Written instruction: Reproduce the material exactly, omitting nothing.

Source records:
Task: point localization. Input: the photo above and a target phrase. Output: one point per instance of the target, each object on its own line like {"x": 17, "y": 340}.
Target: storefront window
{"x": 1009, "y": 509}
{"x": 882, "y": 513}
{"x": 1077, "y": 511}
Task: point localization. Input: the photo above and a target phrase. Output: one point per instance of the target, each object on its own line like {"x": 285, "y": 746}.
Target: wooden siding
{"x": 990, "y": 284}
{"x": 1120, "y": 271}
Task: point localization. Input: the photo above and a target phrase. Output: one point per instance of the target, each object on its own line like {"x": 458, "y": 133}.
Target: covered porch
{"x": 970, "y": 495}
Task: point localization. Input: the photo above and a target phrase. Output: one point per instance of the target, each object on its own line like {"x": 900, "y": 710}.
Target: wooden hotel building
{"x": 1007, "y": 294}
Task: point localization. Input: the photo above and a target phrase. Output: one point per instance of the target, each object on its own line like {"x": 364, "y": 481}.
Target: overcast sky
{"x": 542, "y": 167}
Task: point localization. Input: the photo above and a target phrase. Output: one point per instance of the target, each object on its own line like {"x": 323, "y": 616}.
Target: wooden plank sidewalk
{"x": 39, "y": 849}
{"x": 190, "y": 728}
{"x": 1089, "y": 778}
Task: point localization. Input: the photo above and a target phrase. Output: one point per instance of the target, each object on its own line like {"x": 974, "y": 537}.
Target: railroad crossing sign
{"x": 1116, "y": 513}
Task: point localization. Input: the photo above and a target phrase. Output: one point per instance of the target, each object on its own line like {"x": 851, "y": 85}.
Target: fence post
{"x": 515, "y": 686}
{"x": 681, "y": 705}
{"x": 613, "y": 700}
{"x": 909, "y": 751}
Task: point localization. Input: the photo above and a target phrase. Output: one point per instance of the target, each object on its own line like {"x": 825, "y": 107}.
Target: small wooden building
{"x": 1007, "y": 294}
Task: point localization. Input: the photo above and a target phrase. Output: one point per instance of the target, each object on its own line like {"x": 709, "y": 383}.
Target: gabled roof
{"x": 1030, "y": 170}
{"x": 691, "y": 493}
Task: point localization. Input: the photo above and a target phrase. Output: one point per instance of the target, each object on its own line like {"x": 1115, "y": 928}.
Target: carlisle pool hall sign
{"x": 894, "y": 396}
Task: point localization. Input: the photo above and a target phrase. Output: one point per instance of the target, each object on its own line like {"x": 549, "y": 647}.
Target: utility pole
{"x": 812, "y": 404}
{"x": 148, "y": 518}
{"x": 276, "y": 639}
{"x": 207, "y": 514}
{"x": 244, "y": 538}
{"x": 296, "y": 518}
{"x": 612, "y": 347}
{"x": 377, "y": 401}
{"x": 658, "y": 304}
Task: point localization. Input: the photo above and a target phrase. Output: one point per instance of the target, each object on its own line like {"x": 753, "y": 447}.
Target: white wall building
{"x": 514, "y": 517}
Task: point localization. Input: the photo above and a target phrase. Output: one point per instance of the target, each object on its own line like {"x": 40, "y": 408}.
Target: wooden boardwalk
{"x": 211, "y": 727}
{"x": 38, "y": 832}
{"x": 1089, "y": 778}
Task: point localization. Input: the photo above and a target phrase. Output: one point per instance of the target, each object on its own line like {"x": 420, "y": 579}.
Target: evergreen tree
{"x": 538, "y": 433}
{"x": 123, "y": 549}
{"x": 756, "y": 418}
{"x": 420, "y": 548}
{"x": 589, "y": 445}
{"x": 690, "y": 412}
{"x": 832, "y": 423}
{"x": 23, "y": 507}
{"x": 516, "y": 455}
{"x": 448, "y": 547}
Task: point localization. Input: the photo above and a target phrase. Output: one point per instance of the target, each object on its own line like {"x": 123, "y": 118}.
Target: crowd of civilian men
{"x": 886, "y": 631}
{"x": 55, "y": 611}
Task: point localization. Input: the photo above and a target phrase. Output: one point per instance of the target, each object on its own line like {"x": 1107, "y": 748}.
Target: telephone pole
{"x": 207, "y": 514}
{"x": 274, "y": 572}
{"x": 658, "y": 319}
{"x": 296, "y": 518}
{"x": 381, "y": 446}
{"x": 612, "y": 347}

In response:
Task: point localization. Input: the photo above and a target phrase. Output: one point per instance of the target, each object on its own line like {"x": 17, "y": 340}.
Target: storefront window
{"x": 1009, "y": 509}
{"x": 882, "y": 513}
{"x": 1077, "y": 511}
Task: point localization. Input: the photo above and a target phrase. Output: one point per instance of the target, each object on its own line like {"x": 285, "y": 746}.
Target: wooden siding
{"x": 990, "y": 284}
{"x": 1120, "y": 271}
Task: point localization. Input: the photo above and a target phrase. Output: one point per instance of the target, each object on its own line like {"x": 458, "y": 133}.
Target: covered porch
{"x": 970, "y": 495}
Task: point localization. Input: the photo above and a target phrase. Output: one point per instance of the target, each object on its own line like {"x": 900, "y": 710}.
Target: wooden hotel building
{"x": 1007, "y": 294}
Task: point localization. Input: the photo above and a target phrase. Output: one point per instance of the target, each object on its own line like {"x": 364, "y": 481}.
Target: overcast sky
{"x": 542, "y": 167}
Task: point localization. Input: the photo above and a target phrase. Output: one point per instance of the target, each object on its own line like {"x": 323, "y": 616}.
Target: wooden plank sidewalk
{"x": 39, "y": 849}
{"x": 190, "y": 728}
{"x": 1089, "y": 778}
Task: point localization. Input: the photo above and a target phrase. Output: one point per instance of the target, each object on its own line like {"x": 974, "y": 537}.
Target: railroad crossing sign
{"x": 1116, "y": 513}
Task: point localization. Input: the photo above and a target phrase. Output: one point per instance of the target, each object on its own line like {"x": 851, "y": 85}.
Target: fence post
{"x": 515, "y": 686}
{"x": 681, "y": 705}
{"x": 613, "y": 700}
{"x": 909, "y": 751}
Task: point localization. Input: the photo above and a target phrase. Output: one point per instance of the target, each object on its own line like {"x": 825, "y": 107}.
Target: small wooden building
{"x": 1007, "y": 294}
Task: point localization. Input: the photo above and a target phrase. Output: one point per instance of the target, each object on its own line like {"x": 709, "y": 383}.
Target: gabled roof
{"x": 1030, "y": 170}
{"x": 691, "y": 493}
Task: point localization. Input: the photo above and a target phrase. Output: one point per instance of the target, each object on its own line like {"x": 1115, "y": 928}.
Target: carlisle pool hall sign
{"x": 894, "y": 396}
Task: point localization. Input: the photo above and a target phrase. Output: one point per instance of the target, each object on its own line like {"x": 549, "y": 647}.
Target: utility pole
{"x": 812, "y": 404}
{"x": 148, "y": 518}
{"x": 276, "y": 639}
{"x": 207, "y": 514}
{"x": 244, "y": 538}
{"x": 296, "y": 518}
{"x": 612, "y": 347}
{"x": 377, "y": 401}
{"x": 658, "y": 304}
Task: point localization. Input: the photo above and a target phrase. Output: one point per instance of the target, each object on its own line like {"x": 753, "y": 447}.
Target: white wall building
{"x": 514, "y": 517}
Task: point localization. Input: the photo above and a target phrase. Output: one point per instance of the target, each object on its own line like {"x": 40, "y": 408}.
Target: wooden boardwalk
{"x": 211, "y": 727}
{"x": 38, "y": 832}
{"x": 1089, "y": 778}
Task: point localization. Input: the photo above and a target phrase. Output: one point per instance of the target, each object on its own line like {"x": 420, "y": 579}.
Target: evergreen tree
{"x": 538, "y": 433}
{"x": 123, "y": 549}
{"x": 756, "y": 418}
{"x": 420, "y": 548}
{"x": 589, "y": 445}
{"x": 690, "y": 412}
{"x": 832, "y": 423}
{"x": 23, "y": 507}
{"x": 516, "y": 455}
{"x": 448, "y": 547}
Task: point localization. Input: the photo above and a target phrase. Output: one point per instance of the target, each object on its own line like {"x": 123, "y": 118}.
Target: crowd of civilian men
{"x": 886, "y": 631}
{"x": 55, "y": 611}
Task: point localization. Input: the photo above and a target phrase. Output: one point per instance of the target, each object on its own line like {"x": 1107, "y": 748}.
Target: telephone pole
{"x": 207, "y": 514}
{"x": 274, "y": 572}
{"x": 658, "y": 319}
{"x": 296, "y": 518}
{"x": 381, "y": 446}
{"x": 612, "y": 347}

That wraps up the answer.